EXERCISE:
Using the listing below, determine the count of lines with the word "curtain" and reply only with it.

RECORDS SHOWN:

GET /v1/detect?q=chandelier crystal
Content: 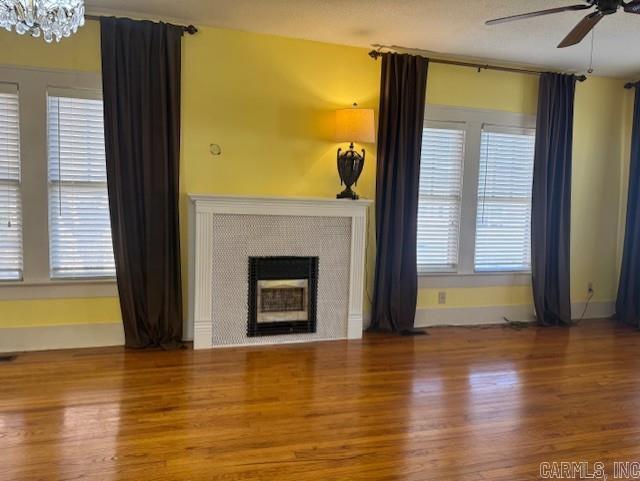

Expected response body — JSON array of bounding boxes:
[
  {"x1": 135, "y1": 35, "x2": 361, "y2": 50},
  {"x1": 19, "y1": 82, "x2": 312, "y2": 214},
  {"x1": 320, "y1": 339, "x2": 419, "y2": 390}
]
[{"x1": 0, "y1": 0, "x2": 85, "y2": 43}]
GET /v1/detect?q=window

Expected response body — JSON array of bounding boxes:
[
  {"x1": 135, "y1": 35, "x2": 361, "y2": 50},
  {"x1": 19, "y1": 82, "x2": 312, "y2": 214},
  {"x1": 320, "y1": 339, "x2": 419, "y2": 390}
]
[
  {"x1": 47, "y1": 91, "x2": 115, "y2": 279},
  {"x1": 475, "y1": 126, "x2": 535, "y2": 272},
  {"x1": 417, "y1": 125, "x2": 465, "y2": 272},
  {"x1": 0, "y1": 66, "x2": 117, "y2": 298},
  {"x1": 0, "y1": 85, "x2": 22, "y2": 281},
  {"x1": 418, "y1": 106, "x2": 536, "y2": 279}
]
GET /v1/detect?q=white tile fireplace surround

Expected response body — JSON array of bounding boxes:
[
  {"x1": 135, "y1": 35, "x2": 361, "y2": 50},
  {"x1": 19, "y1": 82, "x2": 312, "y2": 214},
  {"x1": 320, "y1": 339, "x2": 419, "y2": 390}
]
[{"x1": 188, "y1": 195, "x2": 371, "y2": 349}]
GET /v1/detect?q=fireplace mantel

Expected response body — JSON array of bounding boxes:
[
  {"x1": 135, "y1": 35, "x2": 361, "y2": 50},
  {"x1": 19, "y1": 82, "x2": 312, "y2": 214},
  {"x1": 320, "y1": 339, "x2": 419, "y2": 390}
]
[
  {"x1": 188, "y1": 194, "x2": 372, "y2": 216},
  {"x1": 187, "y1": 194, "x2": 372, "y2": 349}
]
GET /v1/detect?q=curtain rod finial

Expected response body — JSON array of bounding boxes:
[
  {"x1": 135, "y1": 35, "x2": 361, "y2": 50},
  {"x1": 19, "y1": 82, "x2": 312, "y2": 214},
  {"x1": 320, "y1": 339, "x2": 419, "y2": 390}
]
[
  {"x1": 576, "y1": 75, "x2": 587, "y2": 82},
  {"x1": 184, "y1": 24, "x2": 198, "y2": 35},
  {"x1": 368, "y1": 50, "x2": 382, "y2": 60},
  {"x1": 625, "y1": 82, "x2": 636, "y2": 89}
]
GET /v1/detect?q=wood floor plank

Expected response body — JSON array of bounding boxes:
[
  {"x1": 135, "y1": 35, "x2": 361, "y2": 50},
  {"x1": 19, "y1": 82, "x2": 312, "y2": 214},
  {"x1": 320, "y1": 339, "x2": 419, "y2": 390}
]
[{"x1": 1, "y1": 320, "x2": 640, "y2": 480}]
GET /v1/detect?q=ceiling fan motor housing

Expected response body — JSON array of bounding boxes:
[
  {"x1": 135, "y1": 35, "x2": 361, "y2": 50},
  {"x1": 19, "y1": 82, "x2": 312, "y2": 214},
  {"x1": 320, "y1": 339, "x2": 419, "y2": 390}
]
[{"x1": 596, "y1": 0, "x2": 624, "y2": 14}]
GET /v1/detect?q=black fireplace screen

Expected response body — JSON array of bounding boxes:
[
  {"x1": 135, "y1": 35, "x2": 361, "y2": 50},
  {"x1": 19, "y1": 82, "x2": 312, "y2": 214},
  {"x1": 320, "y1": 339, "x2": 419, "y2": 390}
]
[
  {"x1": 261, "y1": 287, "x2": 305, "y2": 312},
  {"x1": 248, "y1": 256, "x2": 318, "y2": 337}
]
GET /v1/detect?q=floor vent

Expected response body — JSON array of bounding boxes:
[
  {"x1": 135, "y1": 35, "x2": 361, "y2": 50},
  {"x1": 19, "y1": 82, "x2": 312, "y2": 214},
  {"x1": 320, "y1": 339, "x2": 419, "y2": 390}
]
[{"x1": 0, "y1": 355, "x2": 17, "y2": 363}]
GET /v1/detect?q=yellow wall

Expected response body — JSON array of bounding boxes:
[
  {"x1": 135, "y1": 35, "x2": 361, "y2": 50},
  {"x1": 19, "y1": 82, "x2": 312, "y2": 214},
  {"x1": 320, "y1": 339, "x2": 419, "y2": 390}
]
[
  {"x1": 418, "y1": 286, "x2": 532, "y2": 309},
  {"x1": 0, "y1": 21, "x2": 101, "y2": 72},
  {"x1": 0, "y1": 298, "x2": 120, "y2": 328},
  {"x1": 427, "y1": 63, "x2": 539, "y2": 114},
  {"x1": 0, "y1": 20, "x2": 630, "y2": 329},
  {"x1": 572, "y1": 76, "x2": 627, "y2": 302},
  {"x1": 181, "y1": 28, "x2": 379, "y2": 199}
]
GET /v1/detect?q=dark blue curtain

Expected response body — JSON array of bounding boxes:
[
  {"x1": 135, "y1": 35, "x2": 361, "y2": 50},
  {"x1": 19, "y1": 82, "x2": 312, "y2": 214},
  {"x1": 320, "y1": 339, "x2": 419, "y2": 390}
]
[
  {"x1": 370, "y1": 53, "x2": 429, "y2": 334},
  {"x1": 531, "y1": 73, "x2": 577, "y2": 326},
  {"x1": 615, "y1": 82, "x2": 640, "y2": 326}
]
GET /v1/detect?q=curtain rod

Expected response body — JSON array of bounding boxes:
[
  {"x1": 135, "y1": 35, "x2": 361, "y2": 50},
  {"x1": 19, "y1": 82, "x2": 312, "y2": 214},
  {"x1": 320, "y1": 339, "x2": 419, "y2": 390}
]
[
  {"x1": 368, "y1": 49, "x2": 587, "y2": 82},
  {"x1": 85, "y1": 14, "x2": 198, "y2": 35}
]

RESULT BELOW:
3